### Extract to read
________________________

Wednesday, February 2, 2011

The 9AM Boyfriend Wake-Up Call


So you have been dating someone for awhile, and before you know it you are talking about the boyfriend/girlfriend label. I know it is the logical order of dating. You meet, have some tea together, discuss popular culture and how Lady Gaga has infiltrated our daily lives and how Obama is the Lady Gaga of the United States, and wham he asks if you want to be boyfriends. Now, frankly, that would be the ideal situation, but what about in the morning as you are waking up and your hair is a mess?

9AM, pomade still stuck in your hair, and there you are about to discuss the serious proposal of becoming boyfriends. Fuck, I already sound like I am opposed to the idea. I am not! I just think that bringing someone into my life right now isn't the best, and I believe becoming boyfriends would put me back at square one and cause me to change into that person again. That person that becomes so consumed with someone else that they lose track of who they were and are.

Before I knew it, that is what I said out loud. Yeah, my mouth can get me into trouble...most of the time. Mr. Pseudo-9AM-bf told me that I don't have to change myself and who I am. True, I don't. For the past few days though, I have been contemplating that adding that label would cause a change. After all becoming boyfriends adds another level, a depth to what we have at the moment. A depth that I most honestly am scared about.

________________________

### Material
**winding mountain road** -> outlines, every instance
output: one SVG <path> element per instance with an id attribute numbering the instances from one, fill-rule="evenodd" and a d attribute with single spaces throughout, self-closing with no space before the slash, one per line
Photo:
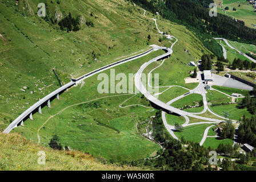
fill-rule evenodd
<path id="1" fill-rule="evenodd" d="M 248 59 L 250 60 L 251 61 L 256 63 L 256 60 L 255 59 L 254 59 L 253 58 L 246 55 L 246 54 L 243 53 L 243 52 L 242 52 L 241 51 L 238 50 L 237 48 L 234 48 L 233 46 L 231 46 L 229 43 L 227 42 L 227 39 L 223 39 L 223 38 L 214 38 L 214 39 L 216 40 L 223 40 L 225 43 L 227 45 L 227 46 L 229 46 L 230 48 L 231 48 L 231 49 L 237 51 L 239 53 L 240 53 L 241 55 L 242 55 L 243 56 L 245 56 L 245 57 L 247 58 Z M 222 46 L 222 45 L 221 45 Z M 222 46 L 222 48 L 223 48 L 223 46 Z M 225 49 L 226 51 L 226 49 Z M 226 52 L 226 51 L 225 51 Z"/>

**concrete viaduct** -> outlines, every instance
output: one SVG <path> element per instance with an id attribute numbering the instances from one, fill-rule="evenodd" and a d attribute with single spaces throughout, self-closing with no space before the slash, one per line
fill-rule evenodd
<path id="1" fill-rule="evenodd" d="M 71 79 L 71 81 L 68 84 L 60 87 L 57 90 L 53 91 L 49 94 L 47 95 L 42 99 L 39 100 L 38 102 L 35 103 L 33 105 L 30 106 L 29 109 L 27 109 L 25 111 L 24 111 L 22 114 L 21 114 L 19 117 L 18 117 L 13 122 L 12 122 L 10 125 L 3 131 L 3 133 L 9 133 L 14 128 L 17 127 L 18 126 L 23 125 L 23 122 L 26 121 L 27 119 L 30 118 L 33 120 L 33 115 L 37 112 L 42 114 L 41 109 L 43 107 L 45 106 L 47 106 L 49 107 L 50 107 L 50 102 L 57 98 L 57 99 L 59 99 L 59 95 L 67 90 L 67 89 L 70 88 L 73 85 L 76 85 L 77 84 L 82 81 L 82 80 L 93 76 L 97 73 L 98 73 L 103 71 L 107 70 L 110 68 L 115 67 L 117 65 L 122 64 L 123 63 L 133 60 L 134 59 L 137 59 L 141 57 L 144 56 L 149 53 L 150 53 L 153 51 L 157 50 L 158 49 L 155 49 L 155 48 L 151 48 L 151 49 L 138 54 L 137 55 L 125 59 L 123 60 L 117 61 L 115 63 L 109 64 L 106 66 L 103 67 L 96 70 L 94 70 L 87 74 L 86 74 L 77 79 Z M 163 49 L 165 51 L 168 52 L 167 50 Z"/>

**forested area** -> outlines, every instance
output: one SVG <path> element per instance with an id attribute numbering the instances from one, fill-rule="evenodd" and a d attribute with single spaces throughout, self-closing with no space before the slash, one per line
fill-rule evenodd
<path id="1" fill-rule="evenodd" d="M 66 30 L 67 32 L 71 31 L 77 31 L 79 30 L 79 17 L 77 16 L 76 19 L 72 17 L 71 13 L 68 16 L 62 19 L 58 24 L 61 27 L 61 30 Z"/>
<path id="2" fill-rule="evenodd" d="M 203 55 L 201 57 L 201 69 L 203 70 L 211 70 L 211 59 L 214 56 L 212 55 Z"/>
<path id="3" fill-rule="evenodd" d="M 245 26 L 245 22 L 236 20 L 225 15 L 209 15 L 207 5 L 211 0 L 130 0 L 165 18 L 186 26 L 194 31 L 205 46 L 219 59 L 223 57 L 222 49 L 213 37 L 222 37 L 231 40 L 256 43 L 256 30 Z"/>
<path id="4" fill-rule="evenodd" d="M 239 126 L 238 135 L 239 142 L 247 143 L 256 147 L 255 117 L 252 117 L 250 119 L 246 118 L 245 117 L 243 118 Z"/>

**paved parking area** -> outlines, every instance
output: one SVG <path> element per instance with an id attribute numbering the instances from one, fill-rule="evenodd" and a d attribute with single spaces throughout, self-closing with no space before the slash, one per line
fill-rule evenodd
<path id="1" fill-rule="evenodd" d="M 253 90 L 253 89 L 252 86 L 247 85 L 231 78 L 227 78 L 215 74 L 213 74 L 213 85 L 215 85 L 223 86 L 247 90 Z"/>

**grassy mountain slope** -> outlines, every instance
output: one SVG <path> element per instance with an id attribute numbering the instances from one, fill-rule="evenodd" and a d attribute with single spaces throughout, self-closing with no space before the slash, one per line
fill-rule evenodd
<path id="1" fill-rule="evenodd" d="M 35 14 L 39 1 L 19 1 L 17 6 L 7 1 L 0 2 L 0 23 L 4 25 L 0 26 L 3 35 L 0 38 L 2 131 L 39 98 L 59 86 L 53 68 L 66 83 L 71 77 L 148 49 L 150 44 L 170 47 L 175 40 L 162 38 L 159 42 L 160 35 L 151 19 L 157 16 L 149 12 L 144 16 L 144 11 L 126 1 L 60 1 L 60 4 L 42 1 L 47 5 L 47 14 L 50 17 L 63 18 L 70 12 L 75 18 L 81 16 L 81 29 L 69 33 Z M 88 27 L 86 20 L 92 21 L 94 27 Z M 173 55 L 166 60 L 165 72 L 173 72 L 169 69 L 175 65 L 182 72 L 176 74 L 177 78 L 185 84 L 184 77 L 193 69 L 190 70 L 187 63 L 210 52 L 185 27 L 161 16 L 157 17 L 157 22 L 161 31 L 178 39 Z M 154 52 L 117 67 L 116 73 L 135 73 L 145 61 L 162 53 L 162 51 Z M 109 75 L 110 71 L 104 73 Z M 43 146 L 57 134 L 63 146 L 107 159 L 130 161 L 155 155 L 159 146 L 142 137 L 137 126 L 150 122 L 156 110 L 139 94 L 123 106 L 142 104 L 149 108 L 121 108 L 119 105 L 132 95 L 109 97 L 114 94 L 99 94 L 97 90 L 101 81 L 97 76 L 65 92 L 60 100 L 51 102 L 50 109 L 43 108 L 43 114 L 34 114 L 33 121 L 26 121 L 25 127 L 13 132 L 35 142 L 38 142 L 39 135 Z M 166 77 L 162 84 L 175 83 L 174 79 L 169 80 Z M 167 100 L 169 96 L 166 97 Z"/>
<path id="2" fill-rule="evenodd" d="M 39 151 L 46 154 L 45 165 L 39 165 Z M 143 170 L 117 166 L 77 151 L 57 151 L 28 142 L 17 134 L 0 134 L 1 170 Z"/>

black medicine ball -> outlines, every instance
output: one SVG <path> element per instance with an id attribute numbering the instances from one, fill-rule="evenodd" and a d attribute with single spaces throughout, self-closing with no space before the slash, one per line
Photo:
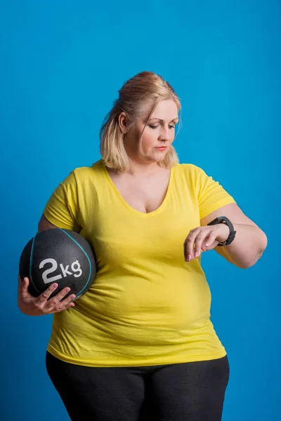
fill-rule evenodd
<path id="1" fill-rule="evenodd" d="M 50 298 L 69 287 L 64 298 L 75 294 L 77 300 L 93 282 L 96 273 L 95 254 L 89 243 L 69 229 L 54 228 L 37 234 L 23 249 L 20 276 L 30 279 L 28 290 L 38 297 L 52 283 L 58 287 Z"/>

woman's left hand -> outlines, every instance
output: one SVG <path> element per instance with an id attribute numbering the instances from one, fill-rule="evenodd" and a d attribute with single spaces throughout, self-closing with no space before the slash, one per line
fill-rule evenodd
<path id="1" fill-rule="evenodd" d="M 226 224 L 207 225 L 192 229 L 183 244 L 185 262 L 199 258 L 202 252 L 212 250 L 218 243 L 226 241 L 229 232 L 229 228 Z"/>

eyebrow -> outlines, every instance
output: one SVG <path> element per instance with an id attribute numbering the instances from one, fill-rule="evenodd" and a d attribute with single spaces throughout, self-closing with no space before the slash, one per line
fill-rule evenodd
<path id="1" fill-rule="evenodd" d="M 162 119 L 157 119 L 156 117 L 154 117 L 153 119 L 150 119 L 148 121 L 150 121 L 150 120 L 158 120 L 158 121 L 161 121 L 162 123 L 164 122 L 164 120 Z M 178 120 L 178 117 L 175 117 L 174 119 L 171 120 L 171 121 L 174 121 L 175 120 Z M 170 123 L 171 123 L 171 121 L 170 121 Z"/>

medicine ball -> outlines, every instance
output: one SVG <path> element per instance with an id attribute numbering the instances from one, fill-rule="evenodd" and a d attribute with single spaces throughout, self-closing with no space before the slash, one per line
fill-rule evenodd
<path id="1" fill-rule="evenodd" d="M 30 279 L 28 290 L 38 297 L 52 283 L 70 288 L 63 299 L 75 294 L 77 300 L 89 289 L 96 273 L 95 254 L 89 243 L 70 229 L 54 228 L 35 235 L 24 248 L 20 258 L 20 276 Z"/>

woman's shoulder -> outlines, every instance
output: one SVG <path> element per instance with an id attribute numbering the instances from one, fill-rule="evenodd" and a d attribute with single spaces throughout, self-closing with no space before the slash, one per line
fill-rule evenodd
<path id="1" fill-rule="evenodd" d="M 103 162 L 101 159 L 96 161 L 92 165 L 88 166 L 77 167 L 71 173 L 73 173 L 75 177 L 84 178 L 84 177 L 93 177 L 99 173 L 103 171 Z"/>
<path id="2" fill-rule="evenodd" d="M 202 168 L 194 163 L 178 163 L 175 167 L 175 171 L 179 174 L 189 177 L 196 177 L 204 173 Z"/>

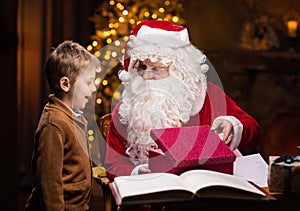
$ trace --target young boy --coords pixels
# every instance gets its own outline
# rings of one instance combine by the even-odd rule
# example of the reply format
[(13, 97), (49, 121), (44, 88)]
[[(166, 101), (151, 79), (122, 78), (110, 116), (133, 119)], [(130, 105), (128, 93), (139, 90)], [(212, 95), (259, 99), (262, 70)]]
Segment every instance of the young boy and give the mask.
[(91, 160), (82, 110), (96, 91), (99, 65), (95, 56), (73, 41), (58, 45), (46, 60), (51, 94), (35, 133), (36, 184), (27, 210), (90, 209)]

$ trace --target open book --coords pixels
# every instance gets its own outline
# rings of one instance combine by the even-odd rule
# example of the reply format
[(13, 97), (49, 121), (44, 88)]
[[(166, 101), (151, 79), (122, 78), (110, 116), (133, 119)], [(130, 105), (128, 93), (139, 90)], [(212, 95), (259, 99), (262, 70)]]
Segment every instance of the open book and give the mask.
[(242, 177), (196, 169), (176, 175), (119, 176), (110, 183), (117, 205), (175, 202), (199, 198), (275, 199)]

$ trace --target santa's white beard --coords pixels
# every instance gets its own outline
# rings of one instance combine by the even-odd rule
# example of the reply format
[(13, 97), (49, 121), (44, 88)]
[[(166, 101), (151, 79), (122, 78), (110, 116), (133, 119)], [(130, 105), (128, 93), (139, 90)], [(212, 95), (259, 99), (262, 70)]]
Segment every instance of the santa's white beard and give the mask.
[(125, 84), (119, 109), (121, 122), (128, 124), (127, 153), (137, 165), (148, 161), (148, 150), (157, 145), (152, 129), (180, 127), (190, 118), (195, 98), (179, 79), (144, 80), (135, 75)]

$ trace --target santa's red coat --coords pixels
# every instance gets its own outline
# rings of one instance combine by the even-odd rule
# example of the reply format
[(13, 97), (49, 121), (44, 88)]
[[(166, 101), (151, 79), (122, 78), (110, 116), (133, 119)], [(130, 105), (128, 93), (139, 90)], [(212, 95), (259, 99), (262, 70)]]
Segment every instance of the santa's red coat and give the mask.
[[(118, 109), (120, 103), (112, 111), (107, 134), (107, 148), (104, 166), (111, 179), (115, 176), (130, 175), (134, 165), (128, 159), (127, 128), (119, 122)], [(208, 83), (204, 105), (199, 114), (192, 116), (183, 126), (211, 125), (218, 116), (234, 116), (243, 124), (243, 133), (239, 145), (240, 150), (253, 149), (260, 142), (260, 131), (257, 121), (242, 110), (217, 85)]]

________________________

### Requirements
• a. Answer these questions from the blog post about the 9AM boyfriend conversation:
(i) What is still stuck in the writer's hair at 9AM?
(ii) Whom does the writer call the Lady Gaga of the United States?
(iii) What does Mr. Pseudo-9AM-bf tell the writer?
• b. From the blog post about the 9AM boyfriend conversation, write out everything from "9AM, pomade still" down to "were and are.".
• c. Extend the blog post about the 9AM boyfriend conversation, picking up right after its final sentence.
The lines that come after the blog post are separate material with no connection to it.

### Responses to the tasks
• a.
(i) Pomade.
(ii) Obama.
(iii) That the writer doesn't have to change themselves and who they are.

• b.
9AM, pomade still stuck in your hair, and there you are about to discuss the serious proposal of becoming boyfriends. Fuck, I already sound like I am opposed to the idea. I am not! I just think that bringing someone into my life right now isn't the best, and I believe becoming boyfriends would put me back at square one and cause me to change into that person again. That person that becomes so consumed with someone else that they lose track of who they were and are.

• c.
Why so scared? I am a self-professed relationship monster. Since high school I have ALWAYS been in a relationship. I want to know how to function on my own, as a single person. There is no shame in being a single person. What is worse I don't know what it is I WANT to do with ME. I have so many ideas of my career goals, passions, loves...and if I can find someone to share them with me at the moment (without the boyfriend label) even better! It may not be fair to the other person, but I am not one to hide what I am looking for if asked about it. I am honest, maybe too honest. I would rather the person like me for me and ALL of me...and willing to understand that the boyfriend status isn't right for me...right now.

9:15AM, laying in bed, still half lucid...he is now pissed.

14 comments:

  1. My only advice is...If you think you want to be alone for a while then you should stop dating.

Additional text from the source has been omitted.